Todos os anos o Governo Federal, os Estados e os Municípios gastam cerca de 190 bilhões de reais em compras de materiais que serão utilizados em obras e nos órgãos públicos. Este montante, que representa algo em torno de 10% do PIB brasileiro, se aplicado da forma correta tem o poder de fomentar o desenvolvimento de um mercado voltado para produtos sustentáveis. É o que vem constatando governos do mundo todo através de uma atitude que por aqui recebeu o nome de “Compras Públicas Sustentáveis” (CPS).
Também chamadas de “licitação sustentável”, “ecoaquisição”, “compras verdes”, “licitação positiva” ou “compra ambientalmente amigável”, as CPS têm como objetivo utilizar o poder de compra dos governos para influenciar uma postura sustentável das empresas que terão de se adequar às exigências caso queiram vender para o setor público.

MATERIAL EXIBIDO =>
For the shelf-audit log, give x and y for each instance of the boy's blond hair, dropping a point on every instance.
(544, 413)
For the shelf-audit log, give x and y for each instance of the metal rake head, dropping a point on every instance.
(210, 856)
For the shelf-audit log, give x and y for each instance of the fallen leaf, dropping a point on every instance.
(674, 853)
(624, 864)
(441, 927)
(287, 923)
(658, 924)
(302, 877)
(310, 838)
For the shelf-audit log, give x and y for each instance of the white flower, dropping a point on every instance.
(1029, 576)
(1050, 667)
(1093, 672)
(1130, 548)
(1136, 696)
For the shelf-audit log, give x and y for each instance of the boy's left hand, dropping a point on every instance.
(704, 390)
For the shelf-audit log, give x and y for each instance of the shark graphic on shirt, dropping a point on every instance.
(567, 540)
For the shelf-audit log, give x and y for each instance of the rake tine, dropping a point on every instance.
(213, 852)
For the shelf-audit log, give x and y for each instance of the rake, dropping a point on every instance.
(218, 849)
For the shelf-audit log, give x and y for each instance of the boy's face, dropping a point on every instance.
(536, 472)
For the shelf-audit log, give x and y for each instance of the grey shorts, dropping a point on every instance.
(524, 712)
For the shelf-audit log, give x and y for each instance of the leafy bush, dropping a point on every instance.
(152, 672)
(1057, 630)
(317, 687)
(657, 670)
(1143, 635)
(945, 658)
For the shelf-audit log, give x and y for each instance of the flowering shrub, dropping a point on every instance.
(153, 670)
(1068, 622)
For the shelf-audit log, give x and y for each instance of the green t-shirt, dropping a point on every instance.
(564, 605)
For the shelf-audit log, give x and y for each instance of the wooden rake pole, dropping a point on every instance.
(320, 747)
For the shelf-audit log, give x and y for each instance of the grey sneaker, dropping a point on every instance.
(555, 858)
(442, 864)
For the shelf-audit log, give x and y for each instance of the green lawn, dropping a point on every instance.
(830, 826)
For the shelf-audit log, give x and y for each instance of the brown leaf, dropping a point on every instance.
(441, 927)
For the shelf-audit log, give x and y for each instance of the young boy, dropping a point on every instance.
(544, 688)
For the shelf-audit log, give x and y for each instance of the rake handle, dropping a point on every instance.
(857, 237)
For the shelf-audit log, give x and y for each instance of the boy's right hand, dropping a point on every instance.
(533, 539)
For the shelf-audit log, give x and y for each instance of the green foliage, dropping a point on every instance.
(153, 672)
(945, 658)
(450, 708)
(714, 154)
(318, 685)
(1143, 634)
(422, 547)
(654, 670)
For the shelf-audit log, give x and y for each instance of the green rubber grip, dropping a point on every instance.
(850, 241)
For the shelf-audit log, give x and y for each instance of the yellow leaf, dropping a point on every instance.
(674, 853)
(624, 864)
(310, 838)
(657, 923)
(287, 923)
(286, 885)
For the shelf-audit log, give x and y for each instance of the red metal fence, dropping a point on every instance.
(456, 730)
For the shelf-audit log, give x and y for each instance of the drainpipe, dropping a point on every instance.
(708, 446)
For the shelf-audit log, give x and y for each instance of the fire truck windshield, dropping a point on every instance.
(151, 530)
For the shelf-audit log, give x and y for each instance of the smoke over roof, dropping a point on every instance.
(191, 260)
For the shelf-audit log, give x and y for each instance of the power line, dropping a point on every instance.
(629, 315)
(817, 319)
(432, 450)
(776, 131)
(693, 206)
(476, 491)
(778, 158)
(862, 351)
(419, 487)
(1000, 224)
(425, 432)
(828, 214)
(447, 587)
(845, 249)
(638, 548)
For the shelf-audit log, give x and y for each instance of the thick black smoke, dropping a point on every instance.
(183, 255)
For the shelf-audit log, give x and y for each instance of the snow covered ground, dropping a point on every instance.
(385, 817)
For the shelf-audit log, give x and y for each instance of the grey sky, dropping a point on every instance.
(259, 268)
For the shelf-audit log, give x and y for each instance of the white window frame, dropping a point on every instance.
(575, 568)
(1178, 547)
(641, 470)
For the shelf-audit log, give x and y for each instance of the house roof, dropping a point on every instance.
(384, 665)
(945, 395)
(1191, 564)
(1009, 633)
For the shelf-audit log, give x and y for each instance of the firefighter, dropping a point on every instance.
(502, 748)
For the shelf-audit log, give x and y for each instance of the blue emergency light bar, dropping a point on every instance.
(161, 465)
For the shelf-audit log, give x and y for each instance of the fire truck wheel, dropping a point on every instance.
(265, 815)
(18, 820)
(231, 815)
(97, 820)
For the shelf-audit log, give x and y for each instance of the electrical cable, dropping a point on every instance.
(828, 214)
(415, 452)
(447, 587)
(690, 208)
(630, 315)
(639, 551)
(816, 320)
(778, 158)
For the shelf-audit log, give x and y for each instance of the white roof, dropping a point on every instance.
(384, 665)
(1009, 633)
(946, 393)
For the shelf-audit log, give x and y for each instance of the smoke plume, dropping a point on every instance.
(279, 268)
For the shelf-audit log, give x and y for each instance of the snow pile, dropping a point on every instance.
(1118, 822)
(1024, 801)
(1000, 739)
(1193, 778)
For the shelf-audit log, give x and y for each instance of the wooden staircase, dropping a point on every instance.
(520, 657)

TAREFAS =>
- a) Segundo o trecho sobre compras públicas sustentáveis, quanto o Governo Federal, os Estados e os Municípios gastam por ano em compras de materiais?
- b) Por favor, liste todos os outros nomes que o trecho sobre compras públicas sustentáveis atribui às CPS.
Não é preciso consultar as linhas.

RESULTADOS EM ORDEM =>
- a) Cerca de 190 bilhões de reais.

- b) licitação sustentável; ecoaquisição; compras verdes; licitação positiva; compra ambientalmente amigável